» WHAT IS NEEDED
From the listing below, retype exactly the line holding "Target: helmet", the line holding "Target: weathered stone", and the lines between them; skip everything else.

» PROVIDED DATA
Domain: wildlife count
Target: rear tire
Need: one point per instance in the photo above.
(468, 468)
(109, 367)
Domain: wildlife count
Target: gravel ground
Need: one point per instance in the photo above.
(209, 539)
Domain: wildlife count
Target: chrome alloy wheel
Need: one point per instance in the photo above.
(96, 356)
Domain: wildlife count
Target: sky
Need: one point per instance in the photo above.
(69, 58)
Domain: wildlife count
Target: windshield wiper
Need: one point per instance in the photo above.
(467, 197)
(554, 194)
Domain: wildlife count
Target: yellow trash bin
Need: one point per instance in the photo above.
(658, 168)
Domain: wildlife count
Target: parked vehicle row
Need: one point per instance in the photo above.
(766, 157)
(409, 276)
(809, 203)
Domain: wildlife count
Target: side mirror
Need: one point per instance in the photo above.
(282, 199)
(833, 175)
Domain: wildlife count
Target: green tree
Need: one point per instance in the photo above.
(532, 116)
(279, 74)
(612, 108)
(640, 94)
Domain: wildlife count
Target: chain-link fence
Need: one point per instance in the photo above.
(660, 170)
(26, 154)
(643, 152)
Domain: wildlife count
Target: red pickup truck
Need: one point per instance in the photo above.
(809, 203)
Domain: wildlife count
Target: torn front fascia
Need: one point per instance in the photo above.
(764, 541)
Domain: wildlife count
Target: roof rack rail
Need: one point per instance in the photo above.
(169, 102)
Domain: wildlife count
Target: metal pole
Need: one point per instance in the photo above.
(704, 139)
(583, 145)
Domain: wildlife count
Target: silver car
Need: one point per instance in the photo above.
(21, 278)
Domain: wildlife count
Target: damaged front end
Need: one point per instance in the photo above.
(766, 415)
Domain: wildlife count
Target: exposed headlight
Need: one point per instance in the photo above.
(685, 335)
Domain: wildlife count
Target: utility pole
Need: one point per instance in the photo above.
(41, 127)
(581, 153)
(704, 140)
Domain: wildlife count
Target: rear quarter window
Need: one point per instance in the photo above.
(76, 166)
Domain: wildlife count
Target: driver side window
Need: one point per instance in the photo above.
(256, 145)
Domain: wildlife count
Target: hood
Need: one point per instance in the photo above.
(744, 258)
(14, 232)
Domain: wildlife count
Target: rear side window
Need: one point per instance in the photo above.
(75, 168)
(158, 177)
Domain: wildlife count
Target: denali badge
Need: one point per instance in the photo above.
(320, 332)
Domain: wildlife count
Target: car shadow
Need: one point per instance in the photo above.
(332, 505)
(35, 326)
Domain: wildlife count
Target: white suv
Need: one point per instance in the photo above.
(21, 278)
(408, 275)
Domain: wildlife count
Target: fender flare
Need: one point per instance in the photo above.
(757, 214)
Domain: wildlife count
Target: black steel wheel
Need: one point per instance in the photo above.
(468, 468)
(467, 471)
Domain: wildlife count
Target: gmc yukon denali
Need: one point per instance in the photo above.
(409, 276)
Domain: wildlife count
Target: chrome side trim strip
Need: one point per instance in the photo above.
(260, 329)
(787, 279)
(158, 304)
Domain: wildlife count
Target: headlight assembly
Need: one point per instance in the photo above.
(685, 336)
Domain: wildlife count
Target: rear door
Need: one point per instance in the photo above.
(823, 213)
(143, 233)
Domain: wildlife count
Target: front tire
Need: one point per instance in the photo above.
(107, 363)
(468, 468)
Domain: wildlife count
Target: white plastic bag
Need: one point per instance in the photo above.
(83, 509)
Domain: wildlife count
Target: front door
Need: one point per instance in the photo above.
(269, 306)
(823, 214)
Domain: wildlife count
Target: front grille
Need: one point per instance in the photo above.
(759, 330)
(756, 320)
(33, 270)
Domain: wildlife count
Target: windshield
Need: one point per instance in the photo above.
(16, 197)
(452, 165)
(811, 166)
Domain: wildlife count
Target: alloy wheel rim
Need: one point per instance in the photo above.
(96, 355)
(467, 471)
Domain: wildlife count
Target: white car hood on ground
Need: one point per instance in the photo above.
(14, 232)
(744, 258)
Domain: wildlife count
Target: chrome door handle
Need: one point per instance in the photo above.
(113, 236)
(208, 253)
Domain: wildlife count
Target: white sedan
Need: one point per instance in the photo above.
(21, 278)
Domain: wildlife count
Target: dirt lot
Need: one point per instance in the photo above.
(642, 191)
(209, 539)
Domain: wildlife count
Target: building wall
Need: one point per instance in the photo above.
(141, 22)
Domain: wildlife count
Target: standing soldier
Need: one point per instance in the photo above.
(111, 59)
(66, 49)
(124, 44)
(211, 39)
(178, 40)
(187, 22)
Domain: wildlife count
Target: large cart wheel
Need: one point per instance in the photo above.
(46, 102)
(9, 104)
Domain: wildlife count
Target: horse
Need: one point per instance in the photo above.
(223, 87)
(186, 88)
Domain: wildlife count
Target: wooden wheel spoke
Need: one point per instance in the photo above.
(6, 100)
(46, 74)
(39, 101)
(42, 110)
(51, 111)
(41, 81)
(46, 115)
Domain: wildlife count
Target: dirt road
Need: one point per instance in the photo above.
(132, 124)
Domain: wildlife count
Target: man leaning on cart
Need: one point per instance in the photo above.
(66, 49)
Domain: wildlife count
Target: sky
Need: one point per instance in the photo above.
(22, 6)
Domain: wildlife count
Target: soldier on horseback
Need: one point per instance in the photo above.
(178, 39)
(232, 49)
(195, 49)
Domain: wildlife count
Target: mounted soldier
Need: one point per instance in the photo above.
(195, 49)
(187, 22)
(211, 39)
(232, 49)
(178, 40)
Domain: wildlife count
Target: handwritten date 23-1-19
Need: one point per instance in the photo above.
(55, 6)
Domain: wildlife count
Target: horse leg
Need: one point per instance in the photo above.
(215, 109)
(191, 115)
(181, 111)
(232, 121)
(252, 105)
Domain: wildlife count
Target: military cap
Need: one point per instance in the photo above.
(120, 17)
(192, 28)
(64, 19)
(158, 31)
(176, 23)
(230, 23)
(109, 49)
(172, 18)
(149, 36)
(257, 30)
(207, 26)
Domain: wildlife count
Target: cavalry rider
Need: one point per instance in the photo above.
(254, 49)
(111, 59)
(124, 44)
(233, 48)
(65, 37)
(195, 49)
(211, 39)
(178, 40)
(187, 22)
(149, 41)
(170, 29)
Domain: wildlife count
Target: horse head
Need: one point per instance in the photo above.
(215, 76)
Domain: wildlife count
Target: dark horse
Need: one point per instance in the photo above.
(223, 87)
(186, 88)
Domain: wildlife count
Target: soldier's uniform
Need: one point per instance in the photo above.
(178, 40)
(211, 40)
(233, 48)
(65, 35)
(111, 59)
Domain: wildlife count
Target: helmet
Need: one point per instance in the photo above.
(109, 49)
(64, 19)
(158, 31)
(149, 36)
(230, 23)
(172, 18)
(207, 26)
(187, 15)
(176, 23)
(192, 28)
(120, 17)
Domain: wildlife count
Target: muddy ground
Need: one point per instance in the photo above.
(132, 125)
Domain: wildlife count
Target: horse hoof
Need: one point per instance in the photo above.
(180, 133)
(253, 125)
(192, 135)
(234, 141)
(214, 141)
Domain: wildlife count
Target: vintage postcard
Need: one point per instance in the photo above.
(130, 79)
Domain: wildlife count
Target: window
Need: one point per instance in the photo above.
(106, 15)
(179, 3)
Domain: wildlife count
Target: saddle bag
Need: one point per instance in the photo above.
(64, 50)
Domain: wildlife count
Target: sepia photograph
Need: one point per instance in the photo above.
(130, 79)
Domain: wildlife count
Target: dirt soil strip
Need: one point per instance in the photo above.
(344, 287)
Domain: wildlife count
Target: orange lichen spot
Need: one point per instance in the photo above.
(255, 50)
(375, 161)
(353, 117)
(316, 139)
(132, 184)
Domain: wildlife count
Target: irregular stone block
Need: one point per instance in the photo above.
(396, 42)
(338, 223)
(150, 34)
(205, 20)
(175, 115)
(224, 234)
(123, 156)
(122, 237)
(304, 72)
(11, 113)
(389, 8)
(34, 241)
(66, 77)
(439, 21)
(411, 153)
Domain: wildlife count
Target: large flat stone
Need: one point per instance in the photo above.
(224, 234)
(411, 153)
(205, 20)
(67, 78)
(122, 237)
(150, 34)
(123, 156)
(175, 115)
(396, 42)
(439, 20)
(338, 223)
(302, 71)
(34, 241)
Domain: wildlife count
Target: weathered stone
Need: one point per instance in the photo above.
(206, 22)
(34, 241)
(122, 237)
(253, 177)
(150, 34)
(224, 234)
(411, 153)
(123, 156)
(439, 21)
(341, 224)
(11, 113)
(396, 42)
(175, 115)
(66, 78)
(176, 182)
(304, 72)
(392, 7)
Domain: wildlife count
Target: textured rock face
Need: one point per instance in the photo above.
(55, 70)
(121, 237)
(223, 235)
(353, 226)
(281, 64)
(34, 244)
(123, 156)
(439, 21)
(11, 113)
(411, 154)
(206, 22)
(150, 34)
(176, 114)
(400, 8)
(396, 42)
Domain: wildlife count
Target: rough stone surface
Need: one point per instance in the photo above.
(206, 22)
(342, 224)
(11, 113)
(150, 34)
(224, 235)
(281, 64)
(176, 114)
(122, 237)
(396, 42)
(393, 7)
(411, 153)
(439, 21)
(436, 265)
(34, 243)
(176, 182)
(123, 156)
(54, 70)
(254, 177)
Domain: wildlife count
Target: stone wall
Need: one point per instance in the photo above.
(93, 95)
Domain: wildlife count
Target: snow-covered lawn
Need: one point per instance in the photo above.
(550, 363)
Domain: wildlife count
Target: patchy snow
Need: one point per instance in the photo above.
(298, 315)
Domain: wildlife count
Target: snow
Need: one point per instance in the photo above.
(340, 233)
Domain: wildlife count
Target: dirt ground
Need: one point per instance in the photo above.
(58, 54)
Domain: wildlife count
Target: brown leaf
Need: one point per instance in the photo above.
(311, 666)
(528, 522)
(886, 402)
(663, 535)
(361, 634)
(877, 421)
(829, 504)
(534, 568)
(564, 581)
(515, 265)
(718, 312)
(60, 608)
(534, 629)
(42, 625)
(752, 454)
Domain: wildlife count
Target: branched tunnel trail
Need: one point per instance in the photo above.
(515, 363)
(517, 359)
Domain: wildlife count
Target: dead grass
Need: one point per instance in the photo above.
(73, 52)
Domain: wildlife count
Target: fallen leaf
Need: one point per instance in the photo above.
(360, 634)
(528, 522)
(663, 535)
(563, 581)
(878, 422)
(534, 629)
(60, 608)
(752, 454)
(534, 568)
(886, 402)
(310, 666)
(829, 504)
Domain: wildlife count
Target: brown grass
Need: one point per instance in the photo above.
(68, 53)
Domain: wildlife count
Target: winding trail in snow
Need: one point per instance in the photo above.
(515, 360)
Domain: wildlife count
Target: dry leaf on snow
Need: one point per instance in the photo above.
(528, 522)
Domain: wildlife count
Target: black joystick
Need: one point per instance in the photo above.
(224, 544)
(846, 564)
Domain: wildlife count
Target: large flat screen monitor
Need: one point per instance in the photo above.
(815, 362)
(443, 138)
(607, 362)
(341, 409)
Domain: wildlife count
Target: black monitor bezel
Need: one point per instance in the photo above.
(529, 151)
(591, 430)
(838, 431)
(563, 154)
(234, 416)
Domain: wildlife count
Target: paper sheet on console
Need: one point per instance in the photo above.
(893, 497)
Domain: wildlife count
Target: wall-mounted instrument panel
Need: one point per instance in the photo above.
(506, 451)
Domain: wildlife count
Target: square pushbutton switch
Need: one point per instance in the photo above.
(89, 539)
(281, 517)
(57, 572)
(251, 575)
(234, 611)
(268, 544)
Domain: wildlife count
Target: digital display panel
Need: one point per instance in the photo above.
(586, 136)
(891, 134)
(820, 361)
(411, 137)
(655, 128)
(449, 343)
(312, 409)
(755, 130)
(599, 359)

» SOLUTION TO THE PROBLEM
Target: helmet
Need: one point per instance in the photo above.
(109, 49)
(64, 19)
(158, 31)
(149, 36)
(230, 23)
(172, 18)
(207, 26)
(187, 15)
(176, 23)
(192, 28)
(120, 17)
Domain: wildlife count
Target: muddy ground
Need: one point per instance in the photo above.
(132, 125)
Domain: wildlife count
Target: horse hoof
Need: one point per instance in the photo above.
(180, 133)
(253, 125)
(192, 135)
(234, 141)
(214, 141)
Domain: wildlife count
Target: vintage postcard
Need: one point per instance in the photo above.
(130, 79)
Domain: wildlife count
Target: window
Need: one point per instance in the photo above.
(106, 15)
(179, 3)
Domain: wildlife count
Target: saddle bag
Need: one point per instance in the photo above.
(64, 50)
Domain: wildlife count
Target: sepia photograph
Need: one point per instance in the photo above.
(130, 79)
Domain: wildlife count
Target: dirt soil strip
Need: one point per instance in the photo above.
(344, 287)
Domain: wildlife count
Target: orange lichen spot
Need: one point per instance in the photo above.
(255, 50)
(375, 161)
(353, 117)
(316, 139)
(132, 184)
Domain: wildlife count
Target: irregular stone block
Need: one point per instance in the photo above.
(396, 42)
(338, 223)
(150, 34)
(205, 20)
(175, 115)
(224, 234)
(123, 156)
(122, 237)
(304, 72)
(11, 113)
(389, 8)
(34, 241)
(66, 77)
(439, 21)
(411, 153)
Domain: wildlife count
Target: large flat stone
Need: one point per instance in the photo above.
(224, 234)
(411, 153)
(205, 20)
(67, 78)
(122, 237)
(150, 34)
(123, 156)
(175, 115)
(396, 42)
(439, 20)
(338, 223)
(302, 71)
(34, 241)
Domain: wildlife count
Target: weathered stone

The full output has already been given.